| Extracted text |
Take these decks as examples of what you can possibly play and what kind of power level you need to achieve in order to have a competitive deck. You do not need to copy these decks 1 to 1. You can import one of these lists and then tweak it. Your preferences, play style, collection and budget are all factors that can make the deck look totally different. Many cards can be replaced, you just need to keep in mind that the core of the deck cannot change. All the decks above are simple linear decks that give a lot of room for changes. You can play a Red Deck Wins that looks very different from mine, you can even play Goblins if you like. Goblins is a viable deck, just not that common. White Weenie/Death and Taxes can look very differently and if you keep a good ratio of 1-, 2-, 3-drops you will get a solid deck for cheap. I put together my Weenie list from cards I drafted in the past several years. It cost about 10 tix, was seemingly very bad but it worked because it could curve out well and had some tricks that allowed it to win the game when the game got to a stall (Brave the Elements, Secure the Wastes). It was the mana cost and power/toughness that was important.

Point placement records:
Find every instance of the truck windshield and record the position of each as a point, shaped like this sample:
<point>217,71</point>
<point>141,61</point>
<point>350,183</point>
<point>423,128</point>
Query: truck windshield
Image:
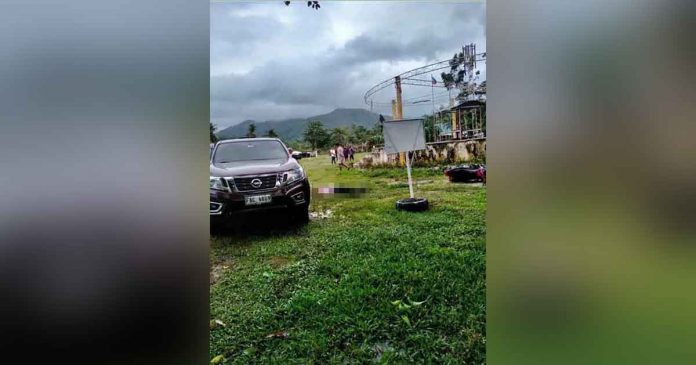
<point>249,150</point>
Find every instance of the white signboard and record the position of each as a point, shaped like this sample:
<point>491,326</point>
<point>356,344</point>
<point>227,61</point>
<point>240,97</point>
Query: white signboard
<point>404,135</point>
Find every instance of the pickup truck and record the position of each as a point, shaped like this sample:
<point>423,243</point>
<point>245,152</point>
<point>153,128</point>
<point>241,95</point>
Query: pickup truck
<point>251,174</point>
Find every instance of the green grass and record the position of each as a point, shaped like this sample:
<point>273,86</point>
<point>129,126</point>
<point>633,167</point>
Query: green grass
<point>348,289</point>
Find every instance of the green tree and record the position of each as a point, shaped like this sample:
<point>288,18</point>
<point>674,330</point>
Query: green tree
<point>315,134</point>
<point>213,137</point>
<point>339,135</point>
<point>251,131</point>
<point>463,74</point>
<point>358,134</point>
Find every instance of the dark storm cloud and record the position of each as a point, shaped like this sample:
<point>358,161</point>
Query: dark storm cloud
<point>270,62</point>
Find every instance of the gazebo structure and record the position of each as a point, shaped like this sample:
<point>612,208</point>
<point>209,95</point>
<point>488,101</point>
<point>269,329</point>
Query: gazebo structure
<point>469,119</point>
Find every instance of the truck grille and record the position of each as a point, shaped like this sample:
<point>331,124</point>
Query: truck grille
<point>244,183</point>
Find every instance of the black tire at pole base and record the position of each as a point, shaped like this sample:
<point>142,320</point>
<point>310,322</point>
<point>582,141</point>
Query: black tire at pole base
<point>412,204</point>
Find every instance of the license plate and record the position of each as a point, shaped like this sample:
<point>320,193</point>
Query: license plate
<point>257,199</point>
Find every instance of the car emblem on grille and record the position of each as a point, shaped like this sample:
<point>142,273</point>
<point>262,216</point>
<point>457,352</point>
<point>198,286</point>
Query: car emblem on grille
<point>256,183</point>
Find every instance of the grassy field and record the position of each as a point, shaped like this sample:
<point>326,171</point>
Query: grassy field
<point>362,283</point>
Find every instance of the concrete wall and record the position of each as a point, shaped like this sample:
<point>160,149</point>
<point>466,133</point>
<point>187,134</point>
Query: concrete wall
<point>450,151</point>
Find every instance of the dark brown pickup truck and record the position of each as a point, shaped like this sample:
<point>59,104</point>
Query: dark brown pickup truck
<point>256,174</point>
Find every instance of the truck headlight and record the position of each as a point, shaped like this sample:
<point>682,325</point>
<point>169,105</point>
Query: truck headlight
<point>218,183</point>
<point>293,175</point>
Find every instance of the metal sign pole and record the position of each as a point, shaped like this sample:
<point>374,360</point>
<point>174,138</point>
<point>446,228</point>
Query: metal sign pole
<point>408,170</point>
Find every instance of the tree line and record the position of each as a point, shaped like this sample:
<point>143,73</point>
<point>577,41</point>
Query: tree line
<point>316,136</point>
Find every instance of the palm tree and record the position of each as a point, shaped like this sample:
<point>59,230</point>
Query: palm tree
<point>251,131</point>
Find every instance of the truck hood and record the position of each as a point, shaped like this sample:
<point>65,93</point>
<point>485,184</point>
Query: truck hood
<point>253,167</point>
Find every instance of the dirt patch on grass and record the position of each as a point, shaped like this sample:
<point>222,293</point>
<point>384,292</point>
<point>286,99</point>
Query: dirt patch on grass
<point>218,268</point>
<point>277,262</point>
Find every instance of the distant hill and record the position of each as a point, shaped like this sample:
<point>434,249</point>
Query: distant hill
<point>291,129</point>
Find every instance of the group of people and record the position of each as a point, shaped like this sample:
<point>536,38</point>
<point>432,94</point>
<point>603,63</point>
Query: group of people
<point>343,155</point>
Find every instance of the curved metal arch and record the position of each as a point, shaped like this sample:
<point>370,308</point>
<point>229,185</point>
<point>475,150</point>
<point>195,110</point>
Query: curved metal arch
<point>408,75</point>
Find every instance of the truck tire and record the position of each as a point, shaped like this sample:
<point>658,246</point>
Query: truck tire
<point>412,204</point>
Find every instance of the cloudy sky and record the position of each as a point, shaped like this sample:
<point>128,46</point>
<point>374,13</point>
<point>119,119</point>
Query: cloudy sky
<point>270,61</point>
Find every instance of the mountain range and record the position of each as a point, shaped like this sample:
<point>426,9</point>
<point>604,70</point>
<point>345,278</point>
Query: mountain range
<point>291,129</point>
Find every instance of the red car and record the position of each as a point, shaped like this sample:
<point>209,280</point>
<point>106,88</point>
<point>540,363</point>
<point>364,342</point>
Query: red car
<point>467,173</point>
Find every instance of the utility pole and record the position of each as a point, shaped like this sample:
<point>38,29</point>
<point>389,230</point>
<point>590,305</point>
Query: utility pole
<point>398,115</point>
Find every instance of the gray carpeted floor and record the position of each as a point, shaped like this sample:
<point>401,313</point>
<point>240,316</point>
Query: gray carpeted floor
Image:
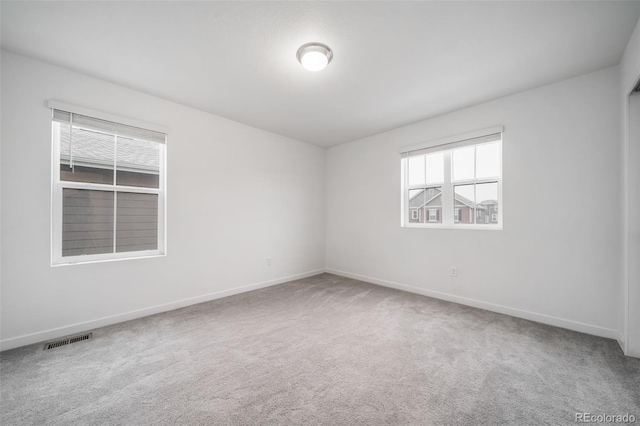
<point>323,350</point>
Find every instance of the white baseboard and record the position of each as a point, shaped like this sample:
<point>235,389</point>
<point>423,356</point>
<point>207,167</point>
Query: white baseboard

| Objectives |
**A.** According to the text on competitive decks, roughly how much did the Weenie list cost to build?
**B.** Continue the text on competitive decks from its final sentence.

| Responses to the tasks |
**A.** It cost about 10 tix.

**B.**
Those are not the only cheap decks you can build. Counterburn or Izzet tempo in general can be also build on budget for example. The format is diverse and there are many possibilities of what you can do or what deck you can bring. After you will discover the format you will be able to build your own deck within your budget/collection. Don't be afraid to explore and brew. If you need help or wish to test your decks just contact anyone from the Chainsaw Massacre community through the client or Discord. If you want to learn more about the format you can also check out my previous articles (links at the beginning of this article).

Thank you for reading
S'Tsung (stsung on Magic Online, stsungjp on Twitter)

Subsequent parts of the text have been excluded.